_INSTRUCTIONS TO FOLLOW_
For each line below that contains the word "black", return that line.

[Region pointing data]
########################################

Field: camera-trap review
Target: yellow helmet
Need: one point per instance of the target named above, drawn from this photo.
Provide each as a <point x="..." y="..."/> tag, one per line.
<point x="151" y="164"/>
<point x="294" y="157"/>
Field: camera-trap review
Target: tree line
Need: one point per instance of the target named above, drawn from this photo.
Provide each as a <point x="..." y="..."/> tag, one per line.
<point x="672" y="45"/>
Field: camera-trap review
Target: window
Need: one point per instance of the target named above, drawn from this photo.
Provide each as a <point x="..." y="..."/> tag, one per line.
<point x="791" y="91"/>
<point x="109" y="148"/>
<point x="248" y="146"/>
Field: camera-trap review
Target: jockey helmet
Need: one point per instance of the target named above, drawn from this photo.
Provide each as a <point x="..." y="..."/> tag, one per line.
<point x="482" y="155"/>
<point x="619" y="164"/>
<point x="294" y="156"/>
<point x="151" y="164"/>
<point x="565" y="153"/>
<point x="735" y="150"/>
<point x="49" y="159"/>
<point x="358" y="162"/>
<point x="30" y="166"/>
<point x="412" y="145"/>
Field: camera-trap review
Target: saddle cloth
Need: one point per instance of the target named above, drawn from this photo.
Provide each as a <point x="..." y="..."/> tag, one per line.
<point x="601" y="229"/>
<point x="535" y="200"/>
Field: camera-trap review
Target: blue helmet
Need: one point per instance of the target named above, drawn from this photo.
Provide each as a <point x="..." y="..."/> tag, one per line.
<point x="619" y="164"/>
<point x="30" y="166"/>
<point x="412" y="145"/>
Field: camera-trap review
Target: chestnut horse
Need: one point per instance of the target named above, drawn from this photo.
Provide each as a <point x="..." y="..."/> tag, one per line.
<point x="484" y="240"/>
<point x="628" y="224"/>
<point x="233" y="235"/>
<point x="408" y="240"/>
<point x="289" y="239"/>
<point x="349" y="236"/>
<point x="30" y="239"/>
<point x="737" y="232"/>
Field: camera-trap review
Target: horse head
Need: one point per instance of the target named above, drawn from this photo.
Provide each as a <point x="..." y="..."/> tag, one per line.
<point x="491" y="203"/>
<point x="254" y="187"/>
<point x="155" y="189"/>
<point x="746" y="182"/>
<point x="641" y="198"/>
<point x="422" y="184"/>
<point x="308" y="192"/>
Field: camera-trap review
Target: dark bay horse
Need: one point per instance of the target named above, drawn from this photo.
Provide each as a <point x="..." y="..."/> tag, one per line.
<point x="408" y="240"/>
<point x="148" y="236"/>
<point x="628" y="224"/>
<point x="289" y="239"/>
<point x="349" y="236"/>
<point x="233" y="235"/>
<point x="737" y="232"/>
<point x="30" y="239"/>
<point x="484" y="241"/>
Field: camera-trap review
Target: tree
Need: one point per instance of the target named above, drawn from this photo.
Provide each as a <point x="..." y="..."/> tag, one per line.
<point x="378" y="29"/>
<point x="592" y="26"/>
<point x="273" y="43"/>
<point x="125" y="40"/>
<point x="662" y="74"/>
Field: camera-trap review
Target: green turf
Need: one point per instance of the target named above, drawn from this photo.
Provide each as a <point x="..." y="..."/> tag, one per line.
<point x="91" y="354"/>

########################################

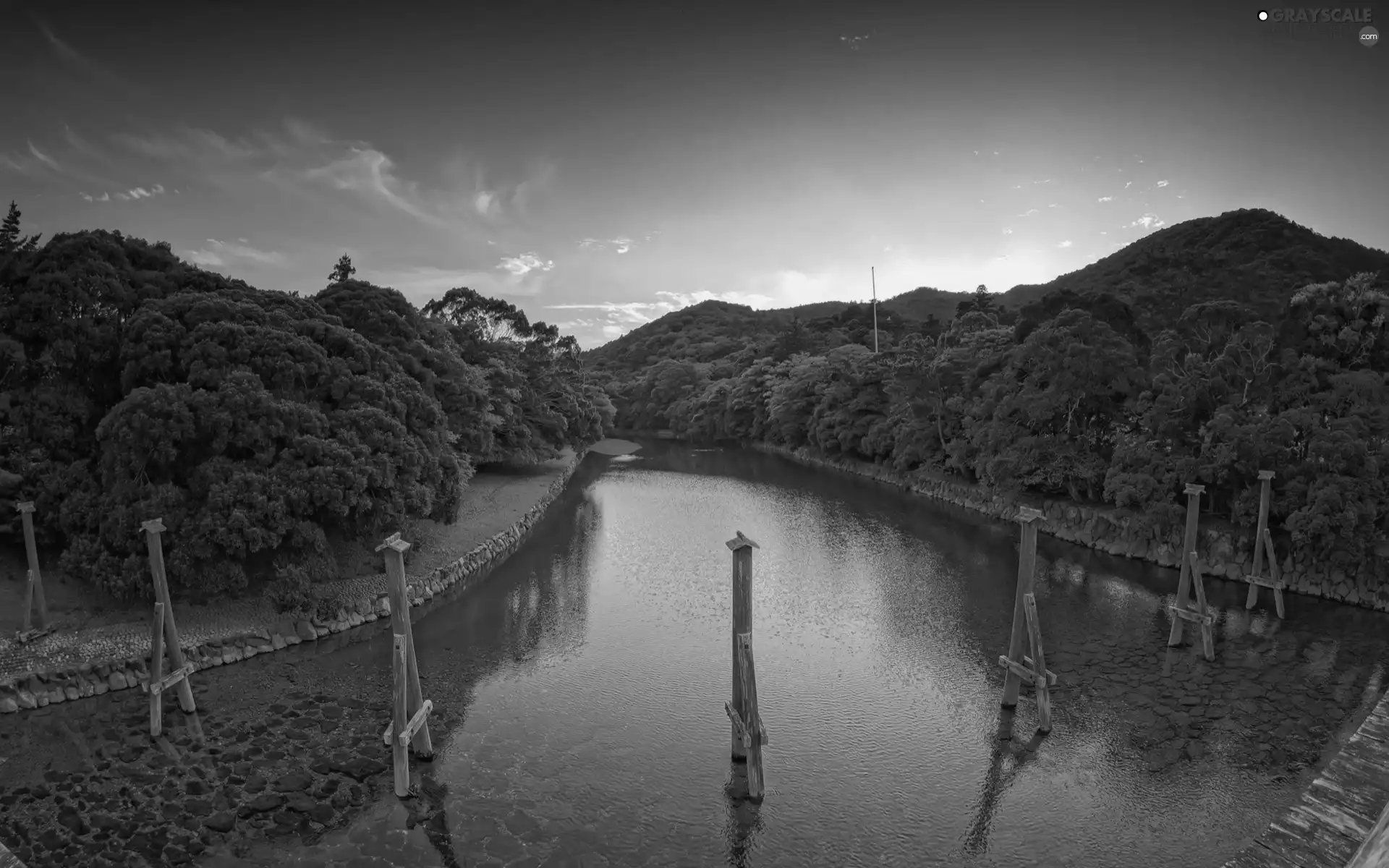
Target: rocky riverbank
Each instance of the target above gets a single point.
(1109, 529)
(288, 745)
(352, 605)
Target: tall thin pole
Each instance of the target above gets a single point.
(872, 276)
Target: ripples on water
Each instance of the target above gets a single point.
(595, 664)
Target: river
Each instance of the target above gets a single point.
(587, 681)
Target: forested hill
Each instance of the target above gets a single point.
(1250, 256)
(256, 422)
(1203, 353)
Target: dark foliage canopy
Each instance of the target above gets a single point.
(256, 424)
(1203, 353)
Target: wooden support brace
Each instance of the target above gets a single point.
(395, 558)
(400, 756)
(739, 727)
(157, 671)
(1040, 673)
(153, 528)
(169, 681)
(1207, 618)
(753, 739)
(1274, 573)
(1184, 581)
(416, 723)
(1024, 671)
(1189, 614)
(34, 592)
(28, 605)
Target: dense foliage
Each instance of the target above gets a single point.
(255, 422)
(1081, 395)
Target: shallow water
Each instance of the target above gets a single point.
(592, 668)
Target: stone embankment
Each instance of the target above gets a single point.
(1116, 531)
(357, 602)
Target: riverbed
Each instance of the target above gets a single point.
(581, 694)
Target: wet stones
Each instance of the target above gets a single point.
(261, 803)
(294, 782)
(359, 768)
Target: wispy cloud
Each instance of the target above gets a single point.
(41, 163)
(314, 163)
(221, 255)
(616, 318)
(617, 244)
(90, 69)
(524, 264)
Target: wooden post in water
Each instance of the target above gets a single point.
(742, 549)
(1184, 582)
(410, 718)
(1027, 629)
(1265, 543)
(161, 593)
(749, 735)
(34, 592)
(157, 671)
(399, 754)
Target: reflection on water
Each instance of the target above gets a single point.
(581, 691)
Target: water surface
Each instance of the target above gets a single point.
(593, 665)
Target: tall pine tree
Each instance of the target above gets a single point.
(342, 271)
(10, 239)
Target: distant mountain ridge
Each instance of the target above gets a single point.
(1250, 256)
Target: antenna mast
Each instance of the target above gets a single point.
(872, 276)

########################################

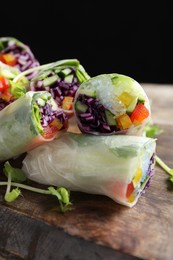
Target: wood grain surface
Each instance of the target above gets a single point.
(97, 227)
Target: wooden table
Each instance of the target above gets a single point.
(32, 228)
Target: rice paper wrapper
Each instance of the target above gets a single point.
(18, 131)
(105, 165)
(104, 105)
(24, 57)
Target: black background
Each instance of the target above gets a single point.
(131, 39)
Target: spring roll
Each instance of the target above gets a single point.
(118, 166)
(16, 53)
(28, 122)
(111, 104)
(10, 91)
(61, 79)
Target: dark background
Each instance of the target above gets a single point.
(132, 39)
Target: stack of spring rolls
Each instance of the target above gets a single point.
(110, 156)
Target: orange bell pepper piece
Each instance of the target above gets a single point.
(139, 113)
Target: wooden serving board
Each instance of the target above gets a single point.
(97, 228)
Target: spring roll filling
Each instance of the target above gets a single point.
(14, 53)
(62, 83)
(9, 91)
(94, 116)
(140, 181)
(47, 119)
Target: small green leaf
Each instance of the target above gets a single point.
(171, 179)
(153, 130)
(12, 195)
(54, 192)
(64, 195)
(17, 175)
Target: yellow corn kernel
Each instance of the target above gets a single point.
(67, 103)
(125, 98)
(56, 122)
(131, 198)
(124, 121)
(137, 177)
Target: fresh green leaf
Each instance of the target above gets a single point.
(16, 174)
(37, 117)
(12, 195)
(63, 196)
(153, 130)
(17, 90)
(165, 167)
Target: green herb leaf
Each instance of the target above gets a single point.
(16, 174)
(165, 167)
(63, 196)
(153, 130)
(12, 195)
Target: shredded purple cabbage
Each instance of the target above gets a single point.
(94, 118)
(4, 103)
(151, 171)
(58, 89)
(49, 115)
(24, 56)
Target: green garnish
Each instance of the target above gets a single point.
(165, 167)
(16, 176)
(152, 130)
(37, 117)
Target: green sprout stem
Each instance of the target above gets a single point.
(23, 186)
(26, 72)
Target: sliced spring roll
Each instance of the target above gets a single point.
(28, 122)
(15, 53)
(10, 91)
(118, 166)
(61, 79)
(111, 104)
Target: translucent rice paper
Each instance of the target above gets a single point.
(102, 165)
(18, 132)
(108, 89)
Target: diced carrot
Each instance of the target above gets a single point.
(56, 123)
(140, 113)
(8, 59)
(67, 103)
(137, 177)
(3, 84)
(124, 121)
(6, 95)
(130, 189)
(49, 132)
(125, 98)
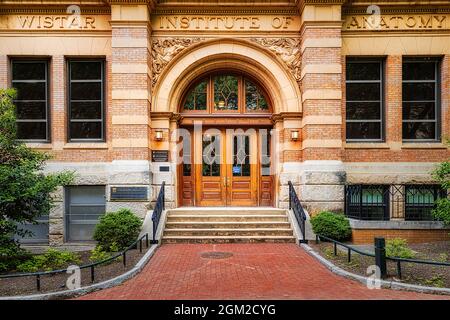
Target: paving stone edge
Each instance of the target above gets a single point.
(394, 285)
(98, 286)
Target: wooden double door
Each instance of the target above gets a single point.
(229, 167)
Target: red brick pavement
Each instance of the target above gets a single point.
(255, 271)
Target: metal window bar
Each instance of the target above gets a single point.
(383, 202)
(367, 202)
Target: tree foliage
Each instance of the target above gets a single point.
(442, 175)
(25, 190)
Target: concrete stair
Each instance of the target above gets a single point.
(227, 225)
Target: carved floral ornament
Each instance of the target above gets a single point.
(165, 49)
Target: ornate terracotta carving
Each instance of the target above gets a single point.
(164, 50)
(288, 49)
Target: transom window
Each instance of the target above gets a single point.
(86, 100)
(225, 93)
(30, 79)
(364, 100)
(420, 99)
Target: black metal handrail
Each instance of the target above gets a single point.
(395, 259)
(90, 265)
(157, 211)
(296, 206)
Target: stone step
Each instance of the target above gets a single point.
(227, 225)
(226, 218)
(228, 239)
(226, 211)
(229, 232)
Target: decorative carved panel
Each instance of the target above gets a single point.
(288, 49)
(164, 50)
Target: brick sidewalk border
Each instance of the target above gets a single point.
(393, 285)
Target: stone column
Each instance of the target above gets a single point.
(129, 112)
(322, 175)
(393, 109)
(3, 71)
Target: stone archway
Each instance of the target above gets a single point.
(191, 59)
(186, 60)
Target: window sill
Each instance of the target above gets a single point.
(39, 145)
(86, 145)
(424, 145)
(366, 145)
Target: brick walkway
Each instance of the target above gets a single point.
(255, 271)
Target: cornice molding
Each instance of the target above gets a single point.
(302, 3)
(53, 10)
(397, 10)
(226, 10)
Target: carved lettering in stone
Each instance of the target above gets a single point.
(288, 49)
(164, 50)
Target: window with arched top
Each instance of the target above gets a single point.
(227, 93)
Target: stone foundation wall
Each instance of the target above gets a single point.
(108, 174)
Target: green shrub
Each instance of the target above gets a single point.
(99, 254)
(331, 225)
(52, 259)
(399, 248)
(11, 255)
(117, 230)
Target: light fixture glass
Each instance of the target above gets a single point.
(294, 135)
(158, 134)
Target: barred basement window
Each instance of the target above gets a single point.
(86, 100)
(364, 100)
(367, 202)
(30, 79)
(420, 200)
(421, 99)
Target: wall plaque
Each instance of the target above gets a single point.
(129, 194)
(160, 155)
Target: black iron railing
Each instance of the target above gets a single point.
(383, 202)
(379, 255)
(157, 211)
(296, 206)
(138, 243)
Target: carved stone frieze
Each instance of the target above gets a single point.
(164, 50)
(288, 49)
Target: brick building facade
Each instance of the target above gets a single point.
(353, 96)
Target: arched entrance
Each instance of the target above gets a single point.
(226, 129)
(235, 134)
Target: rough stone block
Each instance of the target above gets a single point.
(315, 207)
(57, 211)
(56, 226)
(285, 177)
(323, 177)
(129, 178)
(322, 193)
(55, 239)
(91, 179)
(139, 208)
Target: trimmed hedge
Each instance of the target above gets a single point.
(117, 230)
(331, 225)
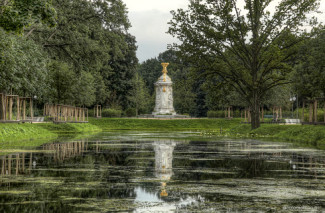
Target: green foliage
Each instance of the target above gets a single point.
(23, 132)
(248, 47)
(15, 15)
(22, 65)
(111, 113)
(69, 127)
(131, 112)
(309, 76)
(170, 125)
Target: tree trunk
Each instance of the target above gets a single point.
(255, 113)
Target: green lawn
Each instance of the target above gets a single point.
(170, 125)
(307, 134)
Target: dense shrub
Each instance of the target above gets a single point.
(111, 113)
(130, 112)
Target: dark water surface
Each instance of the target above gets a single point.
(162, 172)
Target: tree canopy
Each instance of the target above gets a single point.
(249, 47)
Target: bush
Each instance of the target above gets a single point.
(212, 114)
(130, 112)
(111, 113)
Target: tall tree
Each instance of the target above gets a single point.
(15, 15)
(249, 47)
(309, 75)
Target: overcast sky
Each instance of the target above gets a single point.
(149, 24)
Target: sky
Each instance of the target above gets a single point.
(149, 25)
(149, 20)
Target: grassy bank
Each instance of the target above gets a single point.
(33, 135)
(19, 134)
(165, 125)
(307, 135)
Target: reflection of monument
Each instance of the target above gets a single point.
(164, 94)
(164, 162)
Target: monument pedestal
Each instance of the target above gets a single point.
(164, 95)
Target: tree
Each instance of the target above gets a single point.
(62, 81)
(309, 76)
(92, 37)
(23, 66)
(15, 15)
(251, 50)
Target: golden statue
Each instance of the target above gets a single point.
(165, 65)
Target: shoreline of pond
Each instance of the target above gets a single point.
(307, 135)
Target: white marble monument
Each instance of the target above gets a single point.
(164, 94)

########################################

_THE COMPLETED TASK_
Target: black background
Target: black metal handrail
Target: black iron railing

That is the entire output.